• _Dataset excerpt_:

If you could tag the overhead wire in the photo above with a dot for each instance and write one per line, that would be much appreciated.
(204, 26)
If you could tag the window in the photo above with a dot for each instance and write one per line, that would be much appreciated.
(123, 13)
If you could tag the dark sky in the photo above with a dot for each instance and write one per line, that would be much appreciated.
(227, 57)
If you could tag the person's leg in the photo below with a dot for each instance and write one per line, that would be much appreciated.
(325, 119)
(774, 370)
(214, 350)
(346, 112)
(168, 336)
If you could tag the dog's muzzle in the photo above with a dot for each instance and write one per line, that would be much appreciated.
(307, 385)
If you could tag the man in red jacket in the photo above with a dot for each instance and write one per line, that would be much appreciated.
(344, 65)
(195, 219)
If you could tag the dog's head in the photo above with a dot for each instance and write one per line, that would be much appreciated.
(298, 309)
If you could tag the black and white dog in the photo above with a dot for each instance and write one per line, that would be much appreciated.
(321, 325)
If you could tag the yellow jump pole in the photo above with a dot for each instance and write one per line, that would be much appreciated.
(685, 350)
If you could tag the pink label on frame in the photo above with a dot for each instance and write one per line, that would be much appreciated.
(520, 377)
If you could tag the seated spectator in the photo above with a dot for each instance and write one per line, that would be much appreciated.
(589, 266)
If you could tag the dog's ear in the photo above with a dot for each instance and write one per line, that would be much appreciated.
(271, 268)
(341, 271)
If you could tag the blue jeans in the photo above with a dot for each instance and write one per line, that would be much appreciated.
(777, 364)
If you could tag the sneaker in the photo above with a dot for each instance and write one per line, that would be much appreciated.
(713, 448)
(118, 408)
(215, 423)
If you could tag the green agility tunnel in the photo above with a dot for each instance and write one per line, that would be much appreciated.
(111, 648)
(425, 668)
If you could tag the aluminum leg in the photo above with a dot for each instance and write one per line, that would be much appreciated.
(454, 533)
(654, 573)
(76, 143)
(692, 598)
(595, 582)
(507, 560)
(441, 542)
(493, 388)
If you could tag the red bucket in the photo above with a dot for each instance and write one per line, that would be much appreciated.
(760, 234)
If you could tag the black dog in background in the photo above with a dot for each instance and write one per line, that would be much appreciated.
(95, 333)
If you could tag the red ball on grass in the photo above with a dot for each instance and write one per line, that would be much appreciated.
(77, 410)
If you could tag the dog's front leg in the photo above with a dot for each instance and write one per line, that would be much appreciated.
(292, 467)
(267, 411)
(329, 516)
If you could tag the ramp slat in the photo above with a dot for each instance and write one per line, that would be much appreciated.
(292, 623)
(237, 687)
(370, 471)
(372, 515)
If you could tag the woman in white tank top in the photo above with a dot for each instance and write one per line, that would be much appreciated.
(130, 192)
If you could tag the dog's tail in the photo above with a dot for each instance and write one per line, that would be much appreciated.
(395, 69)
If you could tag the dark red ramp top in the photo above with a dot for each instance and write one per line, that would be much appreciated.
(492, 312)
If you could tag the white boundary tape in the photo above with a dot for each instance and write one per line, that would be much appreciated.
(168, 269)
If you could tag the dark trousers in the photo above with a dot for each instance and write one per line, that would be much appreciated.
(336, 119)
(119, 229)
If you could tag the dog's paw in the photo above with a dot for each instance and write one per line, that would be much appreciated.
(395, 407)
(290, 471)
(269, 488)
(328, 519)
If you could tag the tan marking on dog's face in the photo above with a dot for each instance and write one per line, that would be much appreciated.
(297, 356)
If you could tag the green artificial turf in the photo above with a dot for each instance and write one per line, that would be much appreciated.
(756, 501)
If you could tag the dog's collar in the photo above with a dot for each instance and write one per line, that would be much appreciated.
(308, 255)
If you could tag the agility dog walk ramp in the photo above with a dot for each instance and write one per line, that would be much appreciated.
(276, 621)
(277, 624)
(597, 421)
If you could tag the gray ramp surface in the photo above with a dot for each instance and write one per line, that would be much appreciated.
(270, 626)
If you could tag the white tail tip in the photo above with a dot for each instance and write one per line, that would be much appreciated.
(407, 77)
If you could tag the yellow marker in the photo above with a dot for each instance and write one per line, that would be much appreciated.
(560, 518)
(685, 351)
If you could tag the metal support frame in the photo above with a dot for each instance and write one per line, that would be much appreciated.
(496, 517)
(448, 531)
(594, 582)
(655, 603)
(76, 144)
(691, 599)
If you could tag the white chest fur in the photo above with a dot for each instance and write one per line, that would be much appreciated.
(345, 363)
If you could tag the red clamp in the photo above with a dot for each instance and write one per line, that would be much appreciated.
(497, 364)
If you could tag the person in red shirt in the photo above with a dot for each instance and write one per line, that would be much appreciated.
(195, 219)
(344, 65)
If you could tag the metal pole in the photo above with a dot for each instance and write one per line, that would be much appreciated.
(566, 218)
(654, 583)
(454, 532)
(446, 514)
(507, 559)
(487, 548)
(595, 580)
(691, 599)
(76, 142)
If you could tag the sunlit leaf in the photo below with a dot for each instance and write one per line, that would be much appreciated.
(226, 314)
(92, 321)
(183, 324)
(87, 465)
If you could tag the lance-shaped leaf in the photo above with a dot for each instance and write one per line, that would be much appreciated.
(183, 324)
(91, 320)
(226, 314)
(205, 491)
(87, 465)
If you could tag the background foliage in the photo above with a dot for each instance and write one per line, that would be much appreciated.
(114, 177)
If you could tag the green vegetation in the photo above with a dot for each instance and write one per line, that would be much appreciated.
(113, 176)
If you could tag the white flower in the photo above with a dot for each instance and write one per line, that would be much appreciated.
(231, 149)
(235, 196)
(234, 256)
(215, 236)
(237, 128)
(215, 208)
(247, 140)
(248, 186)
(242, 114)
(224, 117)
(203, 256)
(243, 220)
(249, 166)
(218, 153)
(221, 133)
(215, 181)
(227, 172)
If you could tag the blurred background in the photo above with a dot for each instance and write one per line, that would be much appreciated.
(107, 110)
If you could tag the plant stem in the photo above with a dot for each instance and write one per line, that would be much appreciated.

• _WHAT TO WORK ON_: Please extract exactly, and only, the lines from the line containing "If you could tag the metal pole" through the last line of the records.

• _ANSWER FOR THIS EXERCISE_:
If you could tag the metal pole in the photo above with a dot for each instance and write one per line, that would be much appreciated.
(566, 218)
(654, 583)
(454, 532)
(446, 514)
(507, 559)
(487, 548)
(595, 580)
(691, 599)
(76, 142)
If you could tag the sunlit leaf in the photo below with a dot for each instance and write one per line, that would be much appreciated.
(226, 314)
(92, 321)
(183, 324)
(87, 465)
If you could tag the lance-shaped leaf in the photo above with a dot for each instance and write one per line, that would be much appreciated.
(183, 324)
(91, 320)
(226, 314)
(205, 491)
(87, 465)
If you could tag the background foliage in the photo above with a dot for each instance and write one per line, that would be much appreciated.
(114, 177)
If you could tag the green vegetation in the photo above with a dot for each instance and write one per line, that would be much appreciated.
(113, 176)
If you could tag the white flower in the photo above with a dot for each instance and write one per line, that would be much appreciated.
(231, 149)
(235, 196)
(234, 256)
(215, 236)
(237, 128)
(215, 208)
(247, 140)
(248, 186)
(242, 114)
(224, 117)
(203, 256)
(243, 220)
(249, 166)
(218, 153)
(221, 133)
(215, 181)
(227, 172)
If you could tag the blurred background in the photo above with a dot for each instance and write one per line, that would be much appreciated.
(107, 110)
If you could tag the plant stem in the photo above with a dot for each instance and write one per line, that would be much appreciated.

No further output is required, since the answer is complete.